• [Document section]
Dallas

Amid Terror Scares, Viewer Asks ‘Why Does TSA Allow Regular Passengers Through PreCheck?'

TSA acknowledges the practice is allowed during "peak travel times"

NBC 5 is getting answers after a viewer noticed passengers at D/FW Airport were allowed to move from the regular screening line into the TSA PreCheck line.

Amid a slew of recent international terror strikes – the Manchester concert bombing, the London Bridge attack, the explosion on Paris’ Champs-Elysees, a foiled bombing attempt at a Brussels train station – there comes a question regarding the Transportation Security Administration’s practice of allowing regular passengers to pass through security using TSA PreCheck procedures.

PreCheck allows for an expedited airport security experience, and in order to be approved for the program an applicant must pass a background check, undergo an in-person interview with a representative of the TSA and pay an $85 application fee.

• [Instructions]
**A.** Answer these questions from the TSA PreCheck article:
(i) At which airport did the viewer see passengers switch lines?
(ii) During what times does TSA acknowledge the practice is allowed?
(iii) What is the PreCheck application fee?
**B.** For each statement, decide whether the TSA PreCheck article supports it. Answer yes or no and quote the words that settle it.
(i) PreCheck applicants must have an in-person interview with a TSA representative.
(ii) The bombing attempt at a Brussels train station succeeded.
(iii) The viewer saw passengers moving from the PreCheck line into the regular line.

• [Information given]
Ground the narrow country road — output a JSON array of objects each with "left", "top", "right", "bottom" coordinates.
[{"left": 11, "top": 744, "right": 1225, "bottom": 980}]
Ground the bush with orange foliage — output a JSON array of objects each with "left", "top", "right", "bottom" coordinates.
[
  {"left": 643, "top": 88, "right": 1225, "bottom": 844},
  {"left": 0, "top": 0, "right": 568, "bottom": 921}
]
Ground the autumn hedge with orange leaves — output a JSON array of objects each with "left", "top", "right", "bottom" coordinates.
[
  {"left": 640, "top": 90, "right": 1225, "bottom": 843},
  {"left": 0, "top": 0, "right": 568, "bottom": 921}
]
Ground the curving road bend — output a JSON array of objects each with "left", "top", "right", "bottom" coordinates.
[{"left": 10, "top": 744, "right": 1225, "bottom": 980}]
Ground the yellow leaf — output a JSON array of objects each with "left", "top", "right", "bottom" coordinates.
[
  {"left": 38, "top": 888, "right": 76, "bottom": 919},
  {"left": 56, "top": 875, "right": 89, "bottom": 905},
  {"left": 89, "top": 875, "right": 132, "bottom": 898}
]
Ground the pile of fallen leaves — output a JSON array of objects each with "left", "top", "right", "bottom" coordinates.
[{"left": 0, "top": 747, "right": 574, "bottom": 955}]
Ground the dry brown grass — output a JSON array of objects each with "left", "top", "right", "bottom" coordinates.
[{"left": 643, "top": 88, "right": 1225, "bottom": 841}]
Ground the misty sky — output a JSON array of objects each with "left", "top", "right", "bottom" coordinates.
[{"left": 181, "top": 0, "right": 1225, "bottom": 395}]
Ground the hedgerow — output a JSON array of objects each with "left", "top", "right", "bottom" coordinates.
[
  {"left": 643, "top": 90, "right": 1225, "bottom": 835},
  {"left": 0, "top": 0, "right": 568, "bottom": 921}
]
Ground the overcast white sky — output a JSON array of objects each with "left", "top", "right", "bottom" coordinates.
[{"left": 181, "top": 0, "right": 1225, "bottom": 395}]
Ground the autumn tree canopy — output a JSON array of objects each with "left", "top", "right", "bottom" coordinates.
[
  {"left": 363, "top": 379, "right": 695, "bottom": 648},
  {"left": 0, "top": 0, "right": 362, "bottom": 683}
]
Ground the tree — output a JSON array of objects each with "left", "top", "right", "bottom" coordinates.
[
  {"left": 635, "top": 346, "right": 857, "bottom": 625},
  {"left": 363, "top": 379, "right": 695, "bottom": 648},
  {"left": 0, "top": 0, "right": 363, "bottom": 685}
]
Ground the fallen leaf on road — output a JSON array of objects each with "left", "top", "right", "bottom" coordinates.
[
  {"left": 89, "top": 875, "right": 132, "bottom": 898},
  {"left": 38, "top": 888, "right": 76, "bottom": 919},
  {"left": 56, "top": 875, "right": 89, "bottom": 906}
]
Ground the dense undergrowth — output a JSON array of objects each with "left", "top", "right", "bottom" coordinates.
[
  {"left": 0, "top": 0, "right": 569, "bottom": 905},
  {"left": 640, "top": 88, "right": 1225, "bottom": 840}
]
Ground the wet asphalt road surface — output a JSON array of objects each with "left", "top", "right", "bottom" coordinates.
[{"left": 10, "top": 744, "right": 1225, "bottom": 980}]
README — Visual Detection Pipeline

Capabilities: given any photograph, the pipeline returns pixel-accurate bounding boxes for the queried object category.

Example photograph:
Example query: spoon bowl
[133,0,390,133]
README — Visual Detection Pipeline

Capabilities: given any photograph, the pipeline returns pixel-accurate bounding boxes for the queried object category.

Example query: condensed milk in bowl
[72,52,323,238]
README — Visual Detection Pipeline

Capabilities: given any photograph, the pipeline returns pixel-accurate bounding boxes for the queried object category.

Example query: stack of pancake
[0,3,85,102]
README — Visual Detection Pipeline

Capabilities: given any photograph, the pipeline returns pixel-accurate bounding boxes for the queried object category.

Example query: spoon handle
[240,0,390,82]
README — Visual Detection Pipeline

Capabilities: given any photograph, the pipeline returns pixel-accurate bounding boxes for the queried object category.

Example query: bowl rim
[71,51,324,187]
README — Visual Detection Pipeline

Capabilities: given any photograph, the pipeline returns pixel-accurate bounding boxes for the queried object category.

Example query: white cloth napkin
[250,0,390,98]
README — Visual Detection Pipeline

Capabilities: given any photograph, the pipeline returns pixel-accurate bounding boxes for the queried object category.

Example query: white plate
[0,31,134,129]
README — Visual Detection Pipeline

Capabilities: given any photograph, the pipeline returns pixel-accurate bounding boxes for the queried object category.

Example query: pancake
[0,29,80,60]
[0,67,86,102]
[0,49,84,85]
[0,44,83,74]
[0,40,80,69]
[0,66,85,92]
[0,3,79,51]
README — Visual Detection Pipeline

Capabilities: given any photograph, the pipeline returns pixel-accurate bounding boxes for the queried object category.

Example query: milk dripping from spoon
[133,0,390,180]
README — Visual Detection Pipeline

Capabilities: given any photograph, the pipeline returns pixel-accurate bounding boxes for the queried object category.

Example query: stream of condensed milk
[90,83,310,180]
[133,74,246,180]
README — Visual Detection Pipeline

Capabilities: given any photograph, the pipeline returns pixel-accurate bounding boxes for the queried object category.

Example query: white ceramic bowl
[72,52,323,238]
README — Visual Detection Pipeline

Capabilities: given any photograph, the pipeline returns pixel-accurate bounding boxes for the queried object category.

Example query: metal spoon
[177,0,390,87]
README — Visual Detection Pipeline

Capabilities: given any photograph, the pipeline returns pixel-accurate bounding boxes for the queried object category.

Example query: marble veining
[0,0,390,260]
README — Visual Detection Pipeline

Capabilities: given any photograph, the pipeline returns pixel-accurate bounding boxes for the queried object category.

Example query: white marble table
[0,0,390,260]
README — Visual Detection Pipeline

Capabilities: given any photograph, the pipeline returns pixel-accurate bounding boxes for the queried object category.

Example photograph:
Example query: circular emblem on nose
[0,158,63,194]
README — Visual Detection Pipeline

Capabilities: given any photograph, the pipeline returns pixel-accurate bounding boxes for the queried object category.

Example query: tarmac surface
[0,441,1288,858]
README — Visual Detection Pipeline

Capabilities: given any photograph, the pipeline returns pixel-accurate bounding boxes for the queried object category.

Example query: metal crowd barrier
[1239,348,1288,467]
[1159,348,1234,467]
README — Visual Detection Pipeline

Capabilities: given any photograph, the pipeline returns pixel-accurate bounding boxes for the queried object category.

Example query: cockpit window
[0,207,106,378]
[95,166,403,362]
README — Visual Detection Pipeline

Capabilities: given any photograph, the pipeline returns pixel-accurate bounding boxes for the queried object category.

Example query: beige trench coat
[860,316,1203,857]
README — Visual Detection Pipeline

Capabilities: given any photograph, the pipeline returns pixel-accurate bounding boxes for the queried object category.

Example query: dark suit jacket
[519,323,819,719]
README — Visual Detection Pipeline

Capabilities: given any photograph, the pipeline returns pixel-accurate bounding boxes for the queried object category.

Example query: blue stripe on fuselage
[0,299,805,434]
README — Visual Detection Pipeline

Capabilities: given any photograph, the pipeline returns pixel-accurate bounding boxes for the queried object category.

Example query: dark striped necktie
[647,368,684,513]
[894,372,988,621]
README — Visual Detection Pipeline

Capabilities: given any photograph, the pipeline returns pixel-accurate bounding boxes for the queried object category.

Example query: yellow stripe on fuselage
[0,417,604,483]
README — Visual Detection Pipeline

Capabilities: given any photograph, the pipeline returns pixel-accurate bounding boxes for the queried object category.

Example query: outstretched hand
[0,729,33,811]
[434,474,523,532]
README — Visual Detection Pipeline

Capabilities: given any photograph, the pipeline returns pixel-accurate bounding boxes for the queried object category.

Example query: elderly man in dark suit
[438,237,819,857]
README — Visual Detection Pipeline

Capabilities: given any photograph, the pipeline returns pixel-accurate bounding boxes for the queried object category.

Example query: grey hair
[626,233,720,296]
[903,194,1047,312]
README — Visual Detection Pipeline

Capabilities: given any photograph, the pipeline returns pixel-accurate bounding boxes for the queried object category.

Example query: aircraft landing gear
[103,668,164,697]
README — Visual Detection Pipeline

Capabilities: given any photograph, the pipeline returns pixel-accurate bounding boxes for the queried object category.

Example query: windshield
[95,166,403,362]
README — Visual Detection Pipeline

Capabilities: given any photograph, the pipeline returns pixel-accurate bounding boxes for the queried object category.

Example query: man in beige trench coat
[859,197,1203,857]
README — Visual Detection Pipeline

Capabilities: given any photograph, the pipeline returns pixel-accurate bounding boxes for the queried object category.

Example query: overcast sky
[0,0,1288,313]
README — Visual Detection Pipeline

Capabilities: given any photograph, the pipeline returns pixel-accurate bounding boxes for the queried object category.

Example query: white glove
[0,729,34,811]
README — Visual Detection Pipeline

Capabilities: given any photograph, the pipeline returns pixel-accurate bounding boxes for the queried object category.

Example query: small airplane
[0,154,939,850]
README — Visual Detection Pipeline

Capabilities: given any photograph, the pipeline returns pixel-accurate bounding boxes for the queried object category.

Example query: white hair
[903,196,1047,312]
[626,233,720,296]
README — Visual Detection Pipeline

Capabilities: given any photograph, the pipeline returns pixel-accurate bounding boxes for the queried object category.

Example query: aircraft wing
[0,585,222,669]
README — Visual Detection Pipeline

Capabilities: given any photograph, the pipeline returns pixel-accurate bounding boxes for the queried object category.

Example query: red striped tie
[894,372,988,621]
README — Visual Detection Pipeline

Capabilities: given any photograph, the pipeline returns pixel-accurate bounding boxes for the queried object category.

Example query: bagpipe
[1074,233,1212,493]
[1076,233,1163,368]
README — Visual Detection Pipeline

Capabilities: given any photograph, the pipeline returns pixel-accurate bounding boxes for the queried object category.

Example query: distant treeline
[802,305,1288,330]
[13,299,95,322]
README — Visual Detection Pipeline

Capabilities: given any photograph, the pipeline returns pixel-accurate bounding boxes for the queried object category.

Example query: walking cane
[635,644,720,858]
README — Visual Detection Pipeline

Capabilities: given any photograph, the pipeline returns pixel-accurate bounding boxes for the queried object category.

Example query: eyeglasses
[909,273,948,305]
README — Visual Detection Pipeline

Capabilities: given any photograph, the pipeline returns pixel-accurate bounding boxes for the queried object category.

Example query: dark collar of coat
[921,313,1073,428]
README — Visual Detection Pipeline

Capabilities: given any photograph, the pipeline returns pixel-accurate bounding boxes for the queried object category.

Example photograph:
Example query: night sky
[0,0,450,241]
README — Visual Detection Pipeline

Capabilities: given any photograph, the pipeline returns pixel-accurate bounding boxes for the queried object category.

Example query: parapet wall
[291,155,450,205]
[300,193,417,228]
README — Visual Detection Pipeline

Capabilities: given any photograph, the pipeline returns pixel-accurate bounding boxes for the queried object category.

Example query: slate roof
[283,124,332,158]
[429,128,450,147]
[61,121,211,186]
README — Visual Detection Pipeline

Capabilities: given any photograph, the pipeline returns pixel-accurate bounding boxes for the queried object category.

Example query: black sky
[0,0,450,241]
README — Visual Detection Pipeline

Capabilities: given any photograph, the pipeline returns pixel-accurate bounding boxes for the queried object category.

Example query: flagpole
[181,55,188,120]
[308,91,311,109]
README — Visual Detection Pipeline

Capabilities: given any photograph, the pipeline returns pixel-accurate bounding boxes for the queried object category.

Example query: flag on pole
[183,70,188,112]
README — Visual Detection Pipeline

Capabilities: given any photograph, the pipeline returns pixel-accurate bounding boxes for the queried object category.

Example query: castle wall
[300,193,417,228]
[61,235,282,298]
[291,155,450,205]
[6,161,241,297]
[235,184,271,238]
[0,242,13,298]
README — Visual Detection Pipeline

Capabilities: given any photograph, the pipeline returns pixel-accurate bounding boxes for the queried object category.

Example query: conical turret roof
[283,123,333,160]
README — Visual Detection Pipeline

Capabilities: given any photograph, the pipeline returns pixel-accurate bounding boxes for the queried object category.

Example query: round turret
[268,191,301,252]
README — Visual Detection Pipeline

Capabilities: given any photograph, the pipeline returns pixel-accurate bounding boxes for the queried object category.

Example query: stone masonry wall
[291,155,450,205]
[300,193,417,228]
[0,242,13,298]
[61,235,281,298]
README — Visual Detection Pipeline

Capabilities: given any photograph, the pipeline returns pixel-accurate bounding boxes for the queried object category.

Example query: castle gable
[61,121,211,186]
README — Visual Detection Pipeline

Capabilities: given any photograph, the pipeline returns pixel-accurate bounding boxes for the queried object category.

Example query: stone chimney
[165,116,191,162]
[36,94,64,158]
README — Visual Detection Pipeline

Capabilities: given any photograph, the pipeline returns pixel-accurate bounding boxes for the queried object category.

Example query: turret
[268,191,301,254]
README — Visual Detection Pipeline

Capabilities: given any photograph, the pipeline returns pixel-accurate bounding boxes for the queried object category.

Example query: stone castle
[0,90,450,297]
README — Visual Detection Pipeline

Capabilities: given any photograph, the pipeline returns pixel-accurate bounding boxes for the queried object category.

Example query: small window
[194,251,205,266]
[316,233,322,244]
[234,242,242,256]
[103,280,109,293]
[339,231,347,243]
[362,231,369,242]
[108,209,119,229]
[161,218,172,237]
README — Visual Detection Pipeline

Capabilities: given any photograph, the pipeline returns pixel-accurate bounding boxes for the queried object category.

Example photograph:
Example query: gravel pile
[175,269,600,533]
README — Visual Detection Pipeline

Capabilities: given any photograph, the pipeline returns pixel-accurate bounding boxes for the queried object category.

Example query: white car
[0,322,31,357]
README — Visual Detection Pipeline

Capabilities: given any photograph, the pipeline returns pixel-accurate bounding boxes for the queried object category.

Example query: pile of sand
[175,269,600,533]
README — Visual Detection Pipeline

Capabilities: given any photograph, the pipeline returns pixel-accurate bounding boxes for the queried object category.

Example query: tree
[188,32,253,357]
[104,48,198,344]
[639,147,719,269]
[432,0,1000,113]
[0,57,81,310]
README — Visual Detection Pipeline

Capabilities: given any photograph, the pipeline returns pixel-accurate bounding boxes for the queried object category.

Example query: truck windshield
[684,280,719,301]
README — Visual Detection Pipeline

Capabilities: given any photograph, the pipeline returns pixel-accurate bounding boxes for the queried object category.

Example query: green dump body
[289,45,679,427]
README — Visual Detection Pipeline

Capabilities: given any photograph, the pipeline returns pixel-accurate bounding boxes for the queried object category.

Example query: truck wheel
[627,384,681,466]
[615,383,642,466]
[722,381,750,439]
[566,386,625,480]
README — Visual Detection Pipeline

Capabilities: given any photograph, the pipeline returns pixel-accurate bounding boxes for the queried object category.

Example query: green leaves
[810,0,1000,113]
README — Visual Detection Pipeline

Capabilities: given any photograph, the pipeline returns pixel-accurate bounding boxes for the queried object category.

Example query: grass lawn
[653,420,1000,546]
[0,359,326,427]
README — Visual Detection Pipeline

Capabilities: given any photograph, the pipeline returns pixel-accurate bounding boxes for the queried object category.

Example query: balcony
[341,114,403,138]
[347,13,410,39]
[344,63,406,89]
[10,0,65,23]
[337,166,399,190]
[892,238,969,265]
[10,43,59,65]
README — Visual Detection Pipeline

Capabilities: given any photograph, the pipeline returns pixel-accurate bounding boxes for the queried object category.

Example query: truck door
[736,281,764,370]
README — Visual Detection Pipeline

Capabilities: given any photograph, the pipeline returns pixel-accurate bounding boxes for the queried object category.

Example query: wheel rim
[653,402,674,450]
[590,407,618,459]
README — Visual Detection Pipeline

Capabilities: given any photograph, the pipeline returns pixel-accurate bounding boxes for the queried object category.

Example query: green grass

• [Solutions]
**A.**
(i) D/FW Airport
(ii) During "peak travel times"
(iii) $85

**B.**
(i) Yes: "undergo an in-person interview with a representative of the TSA"
(ii) No: "a foiled bombing attempt at a Brussels train station"
(iii) No: "allowed to move from the regular screening line into the TSA PreCheck line"